*** EXTRACT ***
Alongside Cindy Lin and Tina Chen, Miller is coediting special issue 12.2 of Verge: Studies in Global Asias, “Computational Environments” (Fall 2026), and has a forthcoming article, “Questioning Irradiated Archives: Grief, Debility, and Politics inside/outside Feminist Science and Technology Studies,” in the journal Women & Performance. They also serve as a member of the Editorial Board for Big Data & Society and, previously, Public Interest Technology Research Lead for the NSF Gen-4 Engineering Research Center for Smart Streetscapes (CS3).
***
▶ [WRITTEN INSTRUCTION 1]:
Change "Editorial Board" to "Advisory Board" and write out the bio paragraph from "Alongside Cindy Lin" to "Smart Streetscapes (CS3).".
▶ [WRITTEN INSTRUCTION 2]:
Resize the point coordinates in the entries from the line with "drawn like (23,51)." through the end of the entries by multiplying each by 1.75 and rounding to whole numbers, halves up. Reproduce only those lines in full, requests included, and leave the numbers in the requests unchanged.
*** DATA SHOWN ***
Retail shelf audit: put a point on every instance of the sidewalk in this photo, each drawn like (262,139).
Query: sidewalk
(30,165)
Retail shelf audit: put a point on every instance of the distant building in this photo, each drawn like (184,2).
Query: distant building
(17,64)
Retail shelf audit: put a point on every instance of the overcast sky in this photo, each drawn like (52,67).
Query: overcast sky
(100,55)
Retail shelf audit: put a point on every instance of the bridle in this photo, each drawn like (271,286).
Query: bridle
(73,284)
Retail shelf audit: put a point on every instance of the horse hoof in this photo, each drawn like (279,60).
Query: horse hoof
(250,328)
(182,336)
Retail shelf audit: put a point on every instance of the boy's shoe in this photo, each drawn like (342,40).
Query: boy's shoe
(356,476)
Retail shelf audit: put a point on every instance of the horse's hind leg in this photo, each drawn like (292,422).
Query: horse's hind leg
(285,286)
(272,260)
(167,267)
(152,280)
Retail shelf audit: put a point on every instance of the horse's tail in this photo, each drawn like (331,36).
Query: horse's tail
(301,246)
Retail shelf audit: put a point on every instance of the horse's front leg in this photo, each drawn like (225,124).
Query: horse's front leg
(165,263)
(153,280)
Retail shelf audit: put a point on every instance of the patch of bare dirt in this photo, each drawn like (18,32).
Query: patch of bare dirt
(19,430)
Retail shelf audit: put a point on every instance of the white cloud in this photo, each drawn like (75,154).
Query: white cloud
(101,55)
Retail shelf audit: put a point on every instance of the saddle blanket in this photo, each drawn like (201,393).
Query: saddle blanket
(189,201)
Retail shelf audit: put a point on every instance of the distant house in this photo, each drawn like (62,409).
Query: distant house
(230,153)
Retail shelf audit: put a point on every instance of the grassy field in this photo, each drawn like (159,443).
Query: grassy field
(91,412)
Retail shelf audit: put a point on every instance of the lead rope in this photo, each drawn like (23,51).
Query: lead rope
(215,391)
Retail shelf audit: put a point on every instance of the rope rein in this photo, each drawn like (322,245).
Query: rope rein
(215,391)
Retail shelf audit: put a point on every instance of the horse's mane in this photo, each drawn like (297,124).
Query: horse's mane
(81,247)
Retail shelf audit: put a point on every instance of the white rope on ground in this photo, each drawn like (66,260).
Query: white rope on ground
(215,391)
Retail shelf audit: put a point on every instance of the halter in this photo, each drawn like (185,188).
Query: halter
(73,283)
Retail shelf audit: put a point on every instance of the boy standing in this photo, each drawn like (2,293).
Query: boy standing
***
▶ [EXERCISE RESULT 1]:
Alongside Cindy Lin and Tina Chen, Miller is coediting special issue 12.2 of Verge: Studies in Global Asias, “Computational Environments” (Fall 2026), and has a forthcoming article, “Questioning Irradiated Archives: Grief, Debility, and Politics inside/outside Feminist Science and Technology Studies,” in the journal Women & Performance. They also serve as a member of the Advisory Board for Big Data & Society and, previously, Public Interest Technology Research Lead for the NSF Gen-4 Engineering Research Center for Smart Streetscapes (CS3).

▶ [EXERCISE RESULT 2]:
Retail shelf audit: put a point on every instance of the lead rope in this photo, each drawn like (23,51).
Query: lead rope
(376,684)
Retail shelf audit: put a point on every instance of the rope rein in this photo, each drawn like (322,245).
Query: rope rein
(376,684)
Retail shelf audit: put a point on every instance of the horse's mane in this photo, each drawn like (297,124).
Query: horse's mane
(142,432)
Retail shelf audit: put a point on every instance of the white rope on ground in this photo, each drawn like (66,260).
Query: white rope on ground
(376,684)
Retail shelf audit: put a point on every instance of the halter in this photo, each drawn like (185,188).
Query: halter
(128,495)
Retail shelf audit: put a point on every instance of the boy standing in this photo, each drawn like (2,293).
Query: boy standing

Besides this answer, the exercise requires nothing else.